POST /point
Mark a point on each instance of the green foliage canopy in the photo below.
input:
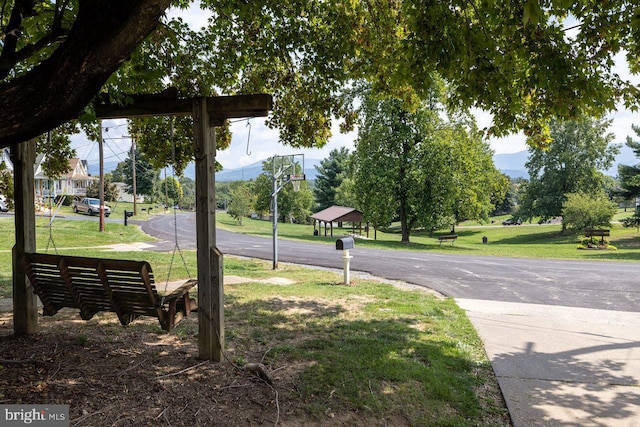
(629, 176)
(580, 210)
(572, 164)
(427, 172)
(331, 173)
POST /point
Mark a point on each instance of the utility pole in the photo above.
(133, 174)
(101, 185)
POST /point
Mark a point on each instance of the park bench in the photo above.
(596, 232)
(91, 285)
(448, 237)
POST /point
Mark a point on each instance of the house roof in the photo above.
(338, 214)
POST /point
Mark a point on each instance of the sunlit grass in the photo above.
(529, 240)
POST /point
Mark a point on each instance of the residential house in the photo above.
(73, 183)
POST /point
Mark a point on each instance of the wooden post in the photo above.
(210, 264)
(25, 310)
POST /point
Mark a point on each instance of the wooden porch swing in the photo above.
(121, 286)
(91, 285)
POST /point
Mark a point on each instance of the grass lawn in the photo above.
(523, 241)
(365, 354)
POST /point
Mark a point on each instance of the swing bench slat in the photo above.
(97, 284)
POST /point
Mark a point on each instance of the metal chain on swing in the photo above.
(175, 218)
(53, 243)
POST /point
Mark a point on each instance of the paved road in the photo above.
(597, 285)
(563, 337)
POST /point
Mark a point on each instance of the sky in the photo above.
(252, 141)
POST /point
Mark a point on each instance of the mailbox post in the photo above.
(127, 214)
(344, 244)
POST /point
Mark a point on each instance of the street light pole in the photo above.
(101, 184)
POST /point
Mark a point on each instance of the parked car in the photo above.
(512, 221)
(89, 206)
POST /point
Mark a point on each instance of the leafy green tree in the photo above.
(147, 177)
(581, 210)
(572, 164)
(506, 204)
(242, 201)
(170, 187)
(293, 206)
(415, 165)
(346, 193)
(330, 174)
(188, 200)
(6, 183)
(629, 176)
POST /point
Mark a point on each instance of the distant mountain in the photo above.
(513, 164)
(252, 171)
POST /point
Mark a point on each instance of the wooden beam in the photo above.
(209, 258)
(25, 310)
(219, 108)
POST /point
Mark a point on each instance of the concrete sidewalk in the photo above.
(562, 366)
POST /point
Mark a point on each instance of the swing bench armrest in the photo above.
(182, 292)
(178, 304)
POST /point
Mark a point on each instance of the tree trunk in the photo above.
(57, 90)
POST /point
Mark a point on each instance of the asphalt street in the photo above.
(597, 285)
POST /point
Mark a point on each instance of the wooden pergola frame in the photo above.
(207, 112)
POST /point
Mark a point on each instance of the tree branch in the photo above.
(12, 33)
(102, 37)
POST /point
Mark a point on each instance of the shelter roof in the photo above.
(338, 214)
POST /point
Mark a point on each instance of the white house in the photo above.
(72, 183)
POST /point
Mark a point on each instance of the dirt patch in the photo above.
(140, 376)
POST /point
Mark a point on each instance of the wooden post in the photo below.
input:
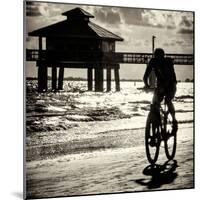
(90, 77)
(117, 81)
(60, 78)
(40, 88)
(54, 78)
(108, 79)
(42, 70)
(45, 78)
(99, 79)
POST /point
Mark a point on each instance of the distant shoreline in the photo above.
(122, 80)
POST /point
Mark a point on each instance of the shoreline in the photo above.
(113, 170)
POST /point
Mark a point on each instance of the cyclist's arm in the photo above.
(147, 73)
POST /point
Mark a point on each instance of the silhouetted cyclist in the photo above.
(166, 80)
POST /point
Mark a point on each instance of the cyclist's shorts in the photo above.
(168, 93)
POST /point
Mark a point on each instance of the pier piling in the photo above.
(60, 78)
(90, 79)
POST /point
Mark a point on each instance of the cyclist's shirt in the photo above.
(164, 71)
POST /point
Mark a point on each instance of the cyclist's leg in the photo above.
(157, 99)
(169, 96)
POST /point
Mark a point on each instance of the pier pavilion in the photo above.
(75, 43)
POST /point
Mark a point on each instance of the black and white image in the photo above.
(109, 94)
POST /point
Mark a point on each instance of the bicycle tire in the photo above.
(152, 126)
(170, 149)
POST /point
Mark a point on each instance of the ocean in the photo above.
(74, 121)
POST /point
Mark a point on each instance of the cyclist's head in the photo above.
(159, 53)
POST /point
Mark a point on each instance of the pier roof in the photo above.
(77, 25)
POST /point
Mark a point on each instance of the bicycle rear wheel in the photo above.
(170, 138)
(152, 138)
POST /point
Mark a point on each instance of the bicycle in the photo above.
(159, 127)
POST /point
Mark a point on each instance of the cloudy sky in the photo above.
(173, 31)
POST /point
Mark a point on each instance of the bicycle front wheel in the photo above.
(170, 139)
(152, 138)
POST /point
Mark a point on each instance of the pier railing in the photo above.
(103, 57)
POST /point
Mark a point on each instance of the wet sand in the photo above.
(113, 170)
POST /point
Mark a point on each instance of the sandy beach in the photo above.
(122, 169)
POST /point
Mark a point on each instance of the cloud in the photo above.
(186, 24)
(32, 9)
(106, 15)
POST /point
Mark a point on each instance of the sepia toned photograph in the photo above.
(109, 99)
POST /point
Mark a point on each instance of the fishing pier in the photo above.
(79, 43)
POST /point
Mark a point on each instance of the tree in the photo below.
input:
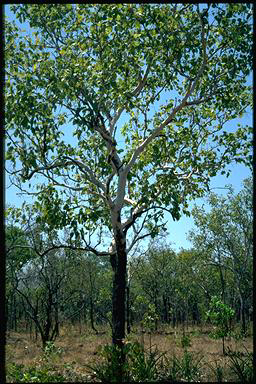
(85, 66)
(225, 235)
(15, 261)
(221, 316)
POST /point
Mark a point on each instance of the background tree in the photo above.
(225, 235)
(85, 66)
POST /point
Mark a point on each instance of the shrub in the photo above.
(19, 374)
(139, 365)
(186, 369)
(242, 365)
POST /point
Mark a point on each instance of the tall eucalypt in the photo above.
(116, 113)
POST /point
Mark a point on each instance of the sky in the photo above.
(178, 230)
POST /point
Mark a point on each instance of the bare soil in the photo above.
(80, 347)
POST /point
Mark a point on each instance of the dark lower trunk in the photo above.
(119, 263)
(118, 298)
(128, 309)
(92, 315)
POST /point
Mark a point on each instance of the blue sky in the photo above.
(177, 230)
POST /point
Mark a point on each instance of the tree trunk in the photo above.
(92, 314)
(128, 317)
(119, 264)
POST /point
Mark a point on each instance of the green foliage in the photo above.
(51, 352)
(150, 318)
(185, 341)
(20, 374)
(220, 315)
(241, 364)
(83, 64)
(218, 371)
(185, 369)
(139, 365)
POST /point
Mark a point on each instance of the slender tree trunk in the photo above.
(128, 308)
(92, 314)
(119, 266)
(119, 262)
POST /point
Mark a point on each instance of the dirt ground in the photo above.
(80, 347)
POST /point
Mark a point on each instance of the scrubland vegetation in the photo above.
(193, 356)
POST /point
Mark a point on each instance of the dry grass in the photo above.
(82, 348)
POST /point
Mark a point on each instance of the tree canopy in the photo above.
(177, 73)
(85, 66)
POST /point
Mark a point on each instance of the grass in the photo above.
(74, 351)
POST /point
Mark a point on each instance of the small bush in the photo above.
(185, 341)
(186, 369)
(139, 365)
(19, 374)
(51, 351)
(218, 371)
(242, 365)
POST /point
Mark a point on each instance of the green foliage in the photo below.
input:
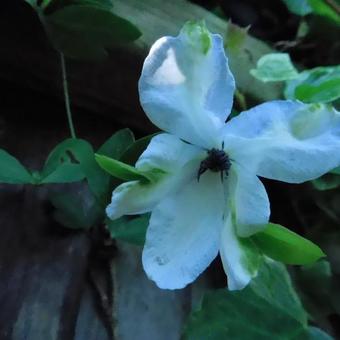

○ ○ ○ ○ ○

→ **Problem to work on**
What is wanted is a copy of every line in the listing that includes the word "below".

→ **Solution**
Mark a point on each instance of the green foliage canopy in the photo below.
Mark a point on each instance of the wooden post in the photo below.
Mark a point on each instance of the tree in the photo below.
Mark a point on each instance of the green foliage in the photo below.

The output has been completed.